- Problem details -
I'd like every record given again exactly, please.

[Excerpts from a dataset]
»»
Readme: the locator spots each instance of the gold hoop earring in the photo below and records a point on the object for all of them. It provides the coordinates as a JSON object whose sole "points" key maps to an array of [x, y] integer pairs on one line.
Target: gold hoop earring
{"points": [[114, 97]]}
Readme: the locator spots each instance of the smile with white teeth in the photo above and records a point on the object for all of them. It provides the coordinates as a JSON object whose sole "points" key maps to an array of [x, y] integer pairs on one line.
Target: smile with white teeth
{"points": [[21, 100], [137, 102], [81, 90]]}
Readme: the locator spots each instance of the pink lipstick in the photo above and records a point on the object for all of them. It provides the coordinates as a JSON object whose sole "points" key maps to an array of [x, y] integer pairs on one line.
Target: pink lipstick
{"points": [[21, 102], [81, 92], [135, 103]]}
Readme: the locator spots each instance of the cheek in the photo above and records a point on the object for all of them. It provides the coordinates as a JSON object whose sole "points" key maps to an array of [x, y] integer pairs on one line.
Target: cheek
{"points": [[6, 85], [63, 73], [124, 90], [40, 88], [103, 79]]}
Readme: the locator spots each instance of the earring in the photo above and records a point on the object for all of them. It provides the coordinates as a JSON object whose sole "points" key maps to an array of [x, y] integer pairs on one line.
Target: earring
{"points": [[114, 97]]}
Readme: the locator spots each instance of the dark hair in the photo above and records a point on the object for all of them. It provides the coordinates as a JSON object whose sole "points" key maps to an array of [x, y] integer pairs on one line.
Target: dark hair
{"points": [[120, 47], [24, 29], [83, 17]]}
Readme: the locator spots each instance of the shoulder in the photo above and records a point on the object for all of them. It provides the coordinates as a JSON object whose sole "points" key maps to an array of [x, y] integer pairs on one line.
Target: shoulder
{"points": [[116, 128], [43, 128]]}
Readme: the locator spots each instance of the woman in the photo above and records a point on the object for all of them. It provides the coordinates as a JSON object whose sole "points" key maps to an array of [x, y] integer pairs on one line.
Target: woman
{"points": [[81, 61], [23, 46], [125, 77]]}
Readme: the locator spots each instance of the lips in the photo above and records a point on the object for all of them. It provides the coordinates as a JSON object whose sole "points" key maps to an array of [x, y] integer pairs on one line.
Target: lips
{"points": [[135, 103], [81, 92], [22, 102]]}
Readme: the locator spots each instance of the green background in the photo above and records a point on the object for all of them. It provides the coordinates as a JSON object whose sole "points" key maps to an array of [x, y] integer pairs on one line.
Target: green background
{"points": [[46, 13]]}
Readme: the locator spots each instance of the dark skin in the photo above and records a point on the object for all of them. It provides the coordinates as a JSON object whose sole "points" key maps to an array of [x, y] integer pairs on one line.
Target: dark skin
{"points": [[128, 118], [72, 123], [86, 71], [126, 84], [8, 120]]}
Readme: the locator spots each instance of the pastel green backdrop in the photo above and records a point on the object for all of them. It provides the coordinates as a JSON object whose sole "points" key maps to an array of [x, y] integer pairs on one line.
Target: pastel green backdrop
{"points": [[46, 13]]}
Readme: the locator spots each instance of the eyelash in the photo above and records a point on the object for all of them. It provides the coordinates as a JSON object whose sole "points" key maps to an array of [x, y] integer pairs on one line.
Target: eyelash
««
- Result below -
Readme: the locator spots each instance of the gold hoop earring in the photo below and records a point on the object for all of them. It provides the coordinates as a JSON object whose sole "points" key maps to an array of [x, y] integer pairs on one line.
Target: gold hoop earring
{"points": [[114, 97]]}
Readme: the locator spots each instance of the smile with white teeth in the photo above and records a point on the object for all of them. It provides the coordinates as a JSON object whose sole "points" key maps to an array of [x, y] integer pairs on one line.
Target: smile with white teeth
{"points": [[21, 100], [137, 102], [81, 90]]}
Readme: the locator spots each instance of the pink lipstick in the photo above and records a point on the object for all of them. It provides the coordinates as a JSON object whose sole "points" key maps to an array of [x, y] integer pairs on one line.
Target: pink lipstick
{"points": [[21, 102], [81, 92], [135, 103]]}
Readme: the locator spots each instance of the cheek in the photo above and records a point on the object for all of them. It provides the coordinates as a JSON object whose sole "points" key maps to an array of [x, y] integer pairs on one line.
Target: cheek
{"points": [[6, 85], [63, 73], [124, 90], [40, 88], [103, 79]]}
Readme: the locator spots each instance of the earring in the photo above and records a point on the object for all of them. It provides the coordinates as a JSON object whose sole "points" key maps to an array of [x, y] integer pairs on one line.
Target: earring
{"points": [[114, 97]]}
Readme: the locator spots each instance of the dark hair in the photo above and records a point on the object for all of them. It provides the coordinates as a JSON object whose sole "points" key maps to an array of [x, y] integer pairs on one line.
Target: dark hair
{"points": [[120, 47], [24, 29], [83, 17]]}
Readme: the locator spots each instance of the shoulder in the photo above and records a point on the object for all of them. It provides the coordinates as a JSON object whose sole "points" key maps to an array of [x, y] integer pairs on one line.
Target: shoulder
{"points": [[116, 128], [43, 128]]}
Readme: the locator spots each instance of the woman in the photo above and records a point on the object for all of them. It provides the coordinates as a JSON object whose sole "points" key maps to an array of [x, y] integer pairs on one line.
Target: woman
{"points": [[81, 61], [23, 46], [125, 77]]}
Readme: the locator spots each instance of the lips in the photo above and records a point on the object for all of them. It provides the coordinates as a JSON object whose sole "points" key maps to an array of [x, y] integer pairs on one line.
Target: lips
{"points": [[135, 103], [81, 92], [22, 102]]}
Readme: the locator spots each instance of the green background in the photo above and records a point on the object for all of them. It provides the coordinates as a JSON object whose sole "points" key maps to an array of [x, y] integer pairs on one line.
Target: green background
{"points": [[46, 13]]}
Readme: the locator spots each instance of the dark skin in the photo above and records a point on the object for all of them. It provides the coordinates as a JSON object whose sole "points" key maps to an array of [x, y] integer pairs on one line.
Target: dark skin
{"points": [[128, 118], [72, 123], [86, 71], [126, 84], [8, 120]]}
Readme: the locator spots each instance of the pastel green backdrop in the photo above and records a point on the object for all of them. It provides the coordinates as a JSON object whose sole "points" key maps to an array of [x, y] integer pairs on one line.
Target: pastel green backdrop
{"points": [[46, 13]]}
Readme: the locator spots each instance of the eyelash in the photo above and records a point on the object for all of them. It provides the coordinates as a JSON object whose sole "points" key maps to an array of [x, y] integer pairs on one line.
Target: eyelash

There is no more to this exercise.